(Photo-based referring expression data)
------------------------
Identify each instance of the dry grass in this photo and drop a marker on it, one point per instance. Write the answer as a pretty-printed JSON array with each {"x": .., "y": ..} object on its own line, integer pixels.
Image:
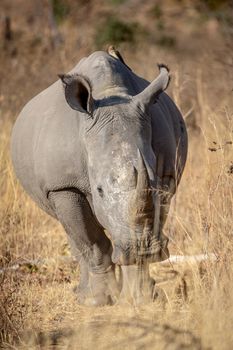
[{"x": 38, "y": 309}]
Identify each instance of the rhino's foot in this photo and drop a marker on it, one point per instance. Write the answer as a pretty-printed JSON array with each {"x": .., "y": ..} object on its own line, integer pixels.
[
  {"x": 138, "y": 286},
  {"x": 100, "y": 290}
]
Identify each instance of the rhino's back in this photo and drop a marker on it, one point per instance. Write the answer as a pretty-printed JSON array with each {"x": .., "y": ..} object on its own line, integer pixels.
[{"x": 45, "y": 133}]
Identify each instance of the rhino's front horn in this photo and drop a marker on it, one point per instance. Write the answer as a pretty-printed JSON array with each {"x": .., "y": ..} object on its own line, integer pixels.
[{"x": 149, "y": 95}]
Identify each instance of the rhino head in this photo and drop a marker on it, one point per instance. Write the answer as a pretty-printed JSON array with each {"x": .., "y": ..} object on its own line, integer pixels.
[{"x": 121, "y": 165}]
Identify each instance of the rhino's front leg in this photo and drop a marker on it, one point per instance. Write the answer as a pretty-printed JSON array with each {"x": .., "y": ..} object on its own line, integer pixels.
[
  {"x": 137, "y": 285},
  {"x": 90, "y": 245}
]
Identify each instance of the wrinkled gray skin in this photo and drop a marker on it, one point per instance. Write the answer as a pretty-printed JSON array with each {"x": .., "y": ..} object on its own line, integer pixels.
[{"x": 102, "y": 151}]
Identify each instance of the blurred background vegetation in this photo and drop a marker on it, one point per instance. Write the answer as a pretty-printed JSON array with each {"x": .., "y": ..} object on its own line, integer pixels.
[{"x": 42, "y": 38}]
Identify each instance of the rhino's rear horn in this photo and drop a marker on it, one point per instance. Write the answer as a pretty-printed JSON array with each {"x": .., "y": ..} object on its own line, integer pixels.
[{"x": 149, "y": 95}]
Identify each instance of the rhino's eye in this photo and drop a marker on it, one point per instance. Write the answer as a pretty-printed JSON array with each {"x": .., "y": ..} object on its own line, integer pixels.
[{"x": 100, "y": 191}]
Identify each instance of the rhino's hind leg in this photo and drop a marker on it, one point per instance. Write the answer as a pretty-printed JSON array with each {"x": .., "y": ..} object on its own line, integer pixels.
[
  {"x": 97, "y": 282},
  {"x": 168, "y": 190}
]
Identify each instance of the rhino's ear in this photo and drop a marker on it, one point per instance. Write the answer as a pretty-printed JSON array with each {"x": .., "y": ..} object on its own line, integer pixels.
[
  {"x": 78, "y": 92},
  {"x": 150, "y": 94}
]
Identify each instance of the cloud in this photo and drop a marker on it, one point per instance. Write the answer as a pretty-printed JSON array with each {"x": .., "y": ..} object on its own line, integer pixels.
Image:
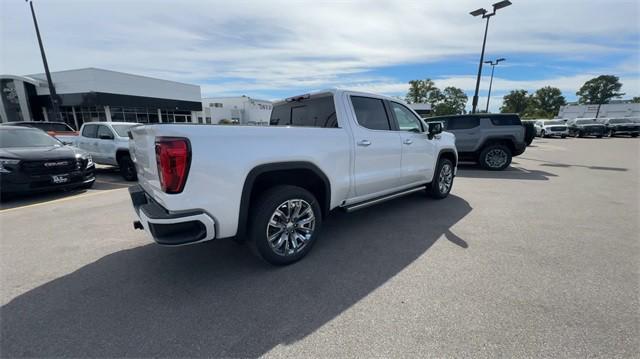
[{"x": 262, "y": 47}]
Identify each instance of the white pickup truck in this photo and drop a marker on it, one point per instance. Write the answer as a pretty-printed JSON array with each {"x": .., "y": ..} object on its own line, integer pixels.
[{"x": 274, "y": 185}]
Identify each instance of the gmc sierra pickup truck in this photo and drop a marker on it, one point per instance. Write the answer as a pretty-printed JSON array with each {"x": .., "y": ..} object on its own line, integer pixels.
[{"x": 274, "y": 185}]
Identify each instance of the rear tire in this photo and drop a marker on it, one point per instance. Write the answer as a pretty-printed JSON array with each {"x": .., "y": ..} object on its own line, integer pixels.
[
  {"x": 285, "y": 224},
  {"x": 442, "y": 182},
  {"x": 127, "y": 168},
  {"x": 495, "y": 157}
]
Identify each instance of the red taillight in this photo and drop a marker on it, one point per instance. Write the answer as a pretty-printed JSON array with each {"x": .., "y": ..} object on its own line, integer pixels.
------------------------
ASSIGNMENT:
The pictures should be dropped, and every line above should be set down again exactly.

TASK SOLUTION:
Identify each instance of the dry grass in this photo and drop a marker on it, one point per instance. Write the answer as a pretty-printed JSON array with each {"x": .., "y": ..} object on its own line, integer pixels.
Image:
[{"x": 38, "y": 309}]
Identify each instance of the rhino's foot in this photo and drop a marker on it, one point per instance. Write the answer as a pretty-printed JSON array with each {"x": .., "y": ..} object on its own line, integer pixels.
[
  {"x": 138, "y": 286},
  {"x": 100, "y": 290}
]
Identify each instance of the rhino's back in this photo and drop a marker on it, one point per instance. Write the answer as a pretty-printed JSON array with each {"x": .., "y": ..} object on its own line, integer pixels.
[{"x": 45, "y": 133}]
Identify each instance of the rhino's front horn in this photo and drop a marker on it, one point per instance. Write the answer as a pretty-printed JSON array with each {"x": .., "y": ..} object on its own line, integer pixels.
[{"x": 149, "y": 95}]
Identify each instance of the rhino head in this photo and drop a marker on it, one point per instance. Write the answer as a pretty-printed JSON array with each {"x": .., "y": ..} object on its own line, integer pixels.
[{"x": 121, "y": 165}]
Identify each instance of the rhino's front leg in this photo and drop a marker on it, one point per instance. Write the answer as a pretty-printed JSON array with each {"x": .., "y": ..} object on its own line, integer pixels.
[
  {"x": 137, "y": 285},
  {"x": 90, "y": 245}
]
Identify each instance of the wrinkled gray skin in this photo and drop a marker on it, one point per instance. Write the answer as a pretty-printed JSON array with each {"x": .., "y": ..} object on its own line, integer pixels.
[{"x": 102, "y": 151}]
Identify each instance of the blurred background vegetation in this photo and drop a marker on it, one point per instance. Write the answer as a pretty-printed JSON array with each {"x": .., "y": ..} object on its own line, integer pixels.
[{"x": 42, "y": 38}]
Identify each instance of the rhino's rear horn in this photo and drop a marker on it, one point per instance. Write the answer as a pretty-printed JSON array with each {"x": .., "y": ..} object on its own line, integer pixels.
[{"x": 149, "y": 95}]
Identify each instance of the rhino's eye in this photo and drop a marker on it, one point per instance. Write the answer as a pretty-printed JSON array with each {"x": .., "y": ..} object on its own line, integer pixels.
[{"x": 100, "y": 191}]
Identify each instance of the rhino's hind leg in this photo and drop a marker on it, one point per instance. Write the answer as a pretty-printed JSON array with each {"x": .., "y": ..} object on its own line, integer pixels.
[
  {"x": 97, "y": 282},
  {"x": 168, "y": 190}
]
Identify each instance of the rhino's ear in this photo and drop a marker on it, one point per instance. Write the answer as a pretty-printed JSON array with each {"x": .., "y": ..} object on its own line, integer pixels.
[
  {"x": 78, "y": 92},
  {"x": 150, "y": 94}
]
Identify each instance of the cloud in this photo and drop a marker on it, one point per instance. Write the answer as a pretty-printed JSON array with each {"x": .., "y": ..} object on its own line, integer pixels.
Image:
[{"x": 262, "y": 47}]
Identify each instance of the white pickup truck in this photo and drop a marker on it, one point per instance. Write the answer as a pretty-printed JSON array with each {"x": .., "y": ..} object on its own line, integer pixels.
[{"x": 274, "y": 185}]
Identify each instance of the gmc sierra pickup truck in this photo and drop a marker on it, one point per instance. Write the answer as a pretty-printed JSON array with each {"x": .., "y": ..} object on its own line, integer pixels.
[{"x": 274, "y": 185}]
Identify each instance of the rear tire in this photo and drop a marker on it, one point per instance. Write the answer as a pretty-printed JSON array with each {"x": .., "y": ..} object on its own line, integer pixels.
[
  {"x": 285, "y": 224},
  {"x": 442, "y": 182},
  {"x": 127, "y": 168},
  {"x": 495, "y": 157}
]
Identify each instance of the red taillight in this photo and drop a marker on it, one point per instance. Write the answer as a pretty-printed JSON array with each {"x": .., "y": ..} object on its own line, integer pixels.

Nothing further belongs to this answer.